[Opening Given records section]

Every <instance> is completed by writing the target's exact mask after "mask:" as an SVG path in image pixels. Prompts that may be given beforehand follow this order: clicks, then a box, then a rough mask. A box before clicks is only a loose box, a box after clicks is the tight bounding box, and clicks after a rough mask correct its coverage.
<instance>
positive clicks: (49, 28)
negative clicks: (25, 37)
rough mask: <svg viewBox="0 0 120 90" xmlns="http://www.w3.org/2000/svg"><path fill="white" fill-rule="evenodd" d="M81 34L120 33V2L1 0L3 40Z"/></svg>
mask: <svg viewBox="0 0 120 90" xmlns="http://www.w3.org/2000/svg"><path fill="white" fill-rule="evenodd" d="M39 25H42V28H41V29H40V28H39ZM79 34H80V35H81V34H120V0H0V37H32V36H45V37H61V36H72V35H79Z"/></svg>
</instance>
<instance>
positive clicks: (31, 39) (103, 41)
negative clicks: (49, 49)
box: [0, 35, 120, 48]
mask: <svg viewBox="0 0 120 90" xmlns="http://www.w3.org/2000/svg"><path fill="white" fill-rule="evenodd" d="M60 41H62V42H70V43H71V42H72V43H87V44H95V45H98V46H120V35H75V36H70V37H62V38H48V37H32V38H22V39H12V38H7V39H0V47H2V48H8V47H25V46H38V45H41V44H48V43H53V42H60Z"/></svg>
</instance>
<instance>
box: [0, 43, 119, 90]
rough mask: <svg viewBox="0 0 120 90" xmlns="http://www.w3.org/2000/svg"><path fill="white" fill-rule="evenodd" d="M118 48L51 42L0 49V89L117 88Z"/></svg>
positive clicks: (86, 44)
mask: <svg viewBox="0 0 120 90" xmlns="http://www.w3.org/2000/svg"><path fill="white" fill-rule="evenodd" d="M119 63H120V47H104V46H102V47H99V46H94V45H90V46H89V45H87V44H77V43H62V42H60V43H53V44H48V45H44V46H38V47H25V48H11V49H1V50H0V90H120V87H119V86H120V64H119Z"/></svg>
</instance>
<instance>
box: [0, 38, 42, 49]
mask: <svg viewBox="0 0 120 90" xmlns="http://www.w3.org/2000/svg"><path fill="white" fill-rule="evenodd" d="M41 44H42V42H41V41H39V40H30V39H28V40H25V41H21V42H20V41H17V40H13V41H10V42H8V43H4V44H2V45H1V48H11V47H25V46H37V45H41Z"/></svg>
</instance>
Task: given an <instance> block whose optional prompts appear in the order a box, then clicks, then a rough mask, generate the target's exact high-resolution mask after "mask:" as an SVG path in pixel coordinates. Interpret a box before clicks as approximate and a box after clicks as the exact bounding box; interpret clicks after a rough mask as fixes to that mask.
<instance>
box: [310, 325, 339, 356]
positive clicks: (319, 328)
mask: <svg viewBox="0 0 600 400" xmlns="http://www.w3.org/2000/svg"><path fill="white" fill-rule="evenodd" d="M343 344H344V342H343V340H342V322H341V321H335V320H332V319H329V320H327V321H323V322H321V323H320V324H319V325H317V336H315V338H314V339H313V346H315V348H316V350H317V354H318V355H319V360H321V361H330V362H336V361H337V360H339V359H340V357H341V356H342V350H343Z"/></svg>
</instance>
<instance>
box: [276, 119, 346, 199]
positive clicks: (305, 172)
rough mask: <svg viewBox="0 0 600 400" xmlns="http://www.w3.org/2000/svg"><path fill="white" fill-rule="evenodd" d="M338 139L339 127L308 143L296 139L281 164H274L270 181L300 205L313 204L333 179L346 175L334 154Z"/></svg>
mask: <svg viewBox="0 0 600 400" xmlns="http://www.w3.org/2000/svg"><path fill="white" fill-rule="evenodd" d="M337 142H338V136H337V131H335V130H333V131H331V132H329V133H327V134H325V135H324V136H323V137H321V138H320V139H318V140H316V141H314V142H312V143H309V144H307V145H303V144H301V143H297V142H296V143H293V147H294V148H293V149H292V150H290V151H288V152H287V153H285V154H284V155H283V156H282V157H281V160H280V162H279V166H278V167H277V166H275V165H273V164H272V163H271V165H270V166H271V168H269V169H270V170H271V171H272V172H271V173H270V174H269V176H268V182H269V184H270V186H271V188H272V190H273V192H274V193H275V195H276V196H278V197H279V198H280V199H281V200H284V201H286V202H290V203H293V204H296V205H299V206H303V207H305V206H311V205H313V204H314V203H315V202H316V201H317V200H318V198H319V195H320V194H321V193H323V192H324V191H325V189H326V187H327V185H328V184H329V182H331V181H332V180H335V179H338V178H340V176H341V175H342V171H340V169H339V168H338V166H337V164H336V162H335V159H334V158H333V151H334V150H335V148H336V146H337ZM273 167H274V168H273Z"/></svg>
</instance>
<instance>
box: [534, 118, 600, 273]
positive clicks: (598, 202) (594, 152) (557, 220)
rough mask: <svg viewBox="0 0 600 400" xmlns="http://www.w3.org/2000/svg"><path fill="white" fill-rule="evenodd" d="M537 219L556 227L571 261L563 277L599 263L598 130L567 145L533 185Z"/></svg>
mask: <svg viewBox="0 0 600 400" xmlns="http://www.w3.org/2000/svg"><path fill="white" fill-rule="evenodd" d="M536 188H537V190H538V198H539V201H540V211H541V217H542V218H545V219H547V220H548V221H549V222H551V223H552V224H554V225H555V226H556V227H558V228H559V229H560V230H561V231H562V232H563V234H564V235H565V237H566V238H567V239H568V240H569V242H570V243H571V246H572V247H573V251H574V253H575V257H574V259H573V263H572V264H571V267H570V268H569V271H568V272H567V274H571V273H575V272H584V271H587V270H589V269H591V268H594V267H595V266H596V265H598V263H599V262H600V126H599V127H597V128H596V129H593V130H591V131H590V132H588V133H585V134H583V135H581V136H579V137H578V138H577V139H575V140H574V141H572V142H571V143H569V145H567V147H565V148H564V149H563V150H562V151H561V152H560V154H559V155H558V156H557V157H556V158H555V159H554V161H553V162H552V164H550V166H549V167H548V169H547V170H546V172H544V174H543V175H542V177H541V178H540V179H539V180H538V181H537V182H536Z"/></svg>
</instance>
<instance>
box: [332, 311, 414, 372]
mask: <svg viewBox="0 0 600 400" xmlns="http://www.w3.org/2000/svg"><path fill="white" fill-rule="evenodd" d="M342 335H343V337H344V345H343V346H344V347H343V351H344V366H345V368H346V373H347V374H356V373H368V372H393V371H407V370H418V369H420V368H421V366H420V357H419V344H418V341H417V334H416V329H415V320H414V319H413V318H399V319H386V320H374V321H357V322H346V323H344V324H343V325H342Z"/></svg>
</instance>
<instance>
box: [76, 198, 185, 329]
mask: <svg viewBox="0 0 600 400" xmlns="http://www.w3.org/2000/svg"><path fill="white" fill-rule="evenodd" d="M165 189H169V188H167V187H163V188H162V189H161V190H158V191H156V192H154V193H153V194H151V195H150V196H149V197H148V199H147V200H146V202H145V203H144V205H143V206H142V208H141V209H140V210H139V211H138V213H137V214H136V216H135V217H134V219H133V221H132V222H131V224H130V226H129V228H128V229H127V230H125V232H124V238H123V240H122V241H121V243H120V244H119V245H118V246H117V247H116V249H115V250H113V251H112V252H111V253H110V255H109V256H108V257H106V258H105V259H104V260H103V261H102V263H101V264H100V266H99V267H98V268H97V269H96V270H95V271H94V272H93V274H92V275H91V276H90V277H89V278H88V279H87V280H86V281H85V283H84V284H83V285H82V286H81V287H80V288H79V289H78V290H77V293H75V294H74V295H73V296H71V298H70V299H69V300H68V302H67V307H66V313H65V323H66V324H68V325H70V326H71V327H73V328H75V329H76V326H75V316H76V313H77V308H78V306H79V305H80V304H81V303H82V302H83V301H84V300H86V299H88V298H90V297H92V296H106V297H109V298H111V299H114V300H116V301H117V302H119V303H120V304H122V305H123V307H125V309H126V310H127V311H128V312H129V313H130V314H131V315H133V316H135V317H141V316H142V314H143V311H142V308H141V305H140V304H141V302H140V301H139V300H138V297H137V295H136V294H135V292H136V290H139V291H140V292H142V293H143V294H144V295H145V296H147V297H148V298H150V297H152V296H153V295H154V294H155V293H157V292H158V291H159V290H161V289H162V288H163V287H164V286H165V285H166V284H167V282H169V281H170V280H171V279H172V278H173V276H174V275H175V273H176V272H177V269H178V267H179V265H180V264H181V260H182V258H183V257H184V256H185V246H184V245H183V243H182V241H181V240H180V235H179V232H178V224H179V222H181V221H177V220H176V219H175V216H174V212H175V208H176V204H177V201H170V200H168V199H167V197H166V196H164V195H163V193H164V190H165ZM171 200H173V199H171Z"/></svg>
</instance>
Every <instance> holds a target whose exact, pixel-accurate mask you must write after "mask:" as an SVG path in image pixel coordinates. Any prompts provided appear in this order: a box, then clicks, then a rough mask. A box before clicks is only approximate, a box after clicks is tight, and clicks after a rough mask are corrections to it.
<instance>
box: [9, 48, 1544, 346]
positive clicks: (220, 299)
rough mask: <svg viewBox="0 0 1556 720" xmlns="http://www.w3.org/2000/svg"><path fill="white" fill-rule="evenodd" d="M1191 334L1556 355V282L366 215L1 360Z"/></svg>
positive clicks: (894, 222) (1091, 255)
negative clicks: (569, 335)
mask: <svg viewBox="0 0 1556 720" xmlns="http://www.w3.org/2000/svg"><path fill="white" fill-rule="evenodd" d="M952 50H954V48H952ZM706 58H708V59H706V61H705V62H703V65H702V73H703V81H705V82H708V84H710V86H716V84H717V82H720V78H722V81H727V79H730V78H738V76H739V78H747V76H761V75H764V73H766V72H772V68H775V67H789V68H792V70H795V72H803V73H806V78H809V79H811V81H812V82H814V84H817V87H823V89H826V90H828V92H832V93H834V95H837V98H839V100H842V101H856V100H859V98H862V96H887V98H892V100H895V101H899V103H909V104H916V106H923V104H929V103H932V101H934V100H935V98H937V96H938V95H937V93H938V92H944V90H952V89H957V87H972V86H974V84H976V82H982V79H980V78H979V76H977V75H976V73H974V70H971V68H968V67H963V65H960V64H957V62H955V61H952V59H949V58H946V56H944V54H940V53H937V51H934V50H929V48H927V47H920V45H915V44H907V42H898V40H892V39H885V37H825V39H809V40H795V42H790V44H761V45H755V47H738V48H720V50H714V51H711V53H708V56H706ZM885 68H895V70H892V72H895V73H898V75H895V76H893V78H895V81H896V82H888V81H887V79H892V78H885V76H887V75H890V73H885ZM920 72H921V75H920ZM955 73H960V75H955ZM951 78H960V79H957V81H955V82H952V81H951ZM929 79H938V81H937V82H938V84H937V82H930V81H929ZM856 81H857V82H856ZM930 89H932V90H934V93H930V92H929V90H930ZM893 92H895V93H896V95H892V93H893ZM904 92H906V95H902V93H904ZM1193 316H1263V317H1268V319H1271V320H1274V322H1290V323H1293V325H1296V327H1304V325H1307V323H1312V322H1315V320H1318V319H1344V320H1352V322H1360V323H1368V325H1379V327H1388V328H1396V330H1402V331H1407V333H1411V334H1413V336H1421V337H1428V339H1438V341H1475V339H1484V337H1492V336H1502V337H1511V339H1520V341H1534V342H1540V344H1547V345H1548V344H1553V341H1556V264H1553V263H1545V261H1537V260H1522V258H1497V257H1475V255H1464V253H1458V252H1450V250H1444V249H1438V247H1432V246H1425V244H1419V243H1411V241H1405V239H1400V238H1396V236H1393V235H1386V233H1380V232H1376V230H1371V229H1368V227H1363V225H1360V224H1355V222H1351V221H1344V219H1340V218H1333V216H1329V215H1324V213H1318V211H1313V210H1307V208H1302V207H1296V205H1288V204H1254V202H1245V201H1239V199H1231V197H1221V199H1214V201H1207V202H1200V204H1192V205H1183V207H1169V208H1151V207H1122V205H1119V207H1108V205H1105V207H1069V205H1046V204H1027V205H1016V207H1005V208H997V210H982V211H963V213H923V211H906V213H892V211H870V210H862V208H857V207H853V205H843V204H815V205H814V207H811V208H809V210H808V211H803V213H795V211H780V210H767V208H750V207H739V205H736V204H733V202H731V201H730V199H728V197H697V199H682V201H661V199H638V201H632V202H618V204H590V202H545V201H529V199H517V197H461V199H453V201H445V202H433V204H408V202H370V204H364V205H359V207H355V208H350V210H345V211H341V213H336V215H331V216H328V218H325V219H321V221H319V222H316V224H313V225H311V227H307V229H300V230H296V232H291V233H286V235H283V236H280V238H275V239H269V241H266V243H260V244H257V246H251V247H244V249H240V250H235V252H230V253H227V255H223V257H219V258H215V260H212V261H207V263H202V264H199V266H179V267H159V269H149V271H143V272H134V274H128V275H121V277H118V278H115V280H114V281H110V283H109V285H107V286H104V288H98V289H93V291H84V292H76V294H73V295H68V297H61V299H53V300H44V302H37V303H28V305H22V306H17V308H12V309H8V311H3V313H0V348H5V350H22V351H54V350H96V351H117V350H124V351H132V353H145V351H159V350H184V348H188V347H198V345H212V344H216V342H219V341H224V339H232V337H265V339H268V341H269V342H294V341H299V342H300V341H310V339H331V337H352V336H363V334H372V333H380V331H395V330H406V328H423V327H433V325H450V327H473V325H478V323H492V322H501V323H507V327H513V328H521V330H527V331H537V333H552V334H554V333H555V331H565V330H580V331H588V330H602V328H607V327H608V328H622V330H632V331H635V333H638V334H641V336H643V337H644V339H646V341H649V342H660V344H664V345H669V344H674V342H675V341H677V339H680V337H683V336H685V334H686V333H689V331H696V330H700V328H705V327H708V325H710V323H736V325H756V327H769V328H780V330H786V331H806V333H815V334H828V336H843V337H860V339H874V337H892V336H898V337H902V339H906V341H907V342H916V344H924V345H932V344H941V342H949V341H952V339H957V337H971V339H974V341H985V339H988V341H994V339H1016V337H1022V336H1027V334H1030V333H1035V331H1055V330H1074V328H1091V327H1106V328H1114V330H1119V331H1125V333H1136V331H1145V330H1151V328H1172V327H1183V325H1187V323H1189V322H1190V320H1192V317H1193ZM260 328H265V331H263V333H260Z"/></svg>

[Closing Given records section]

▶ _Exercise prompt_:
Please, from the material above, copy only the lines from the line with "Every <instance> holds" up to and including the line with "positive clicks: (220, 299)", exactly as written.

▶ _Result for this exercise_:
Every <instance> holds a target whose exact, pixel-accurate mask you must write after "mask:" as an SVG path in image pixel coordinates. Any prompts provided appear in this order: a box, then clicks, then a rough mask. A box before clicks is only approximate, a box after clicks is tight, and clicks after a rough mask are corrections to it.
<instance>
box: [9, 48, 1544, 346]
positive clicks: (220, 299)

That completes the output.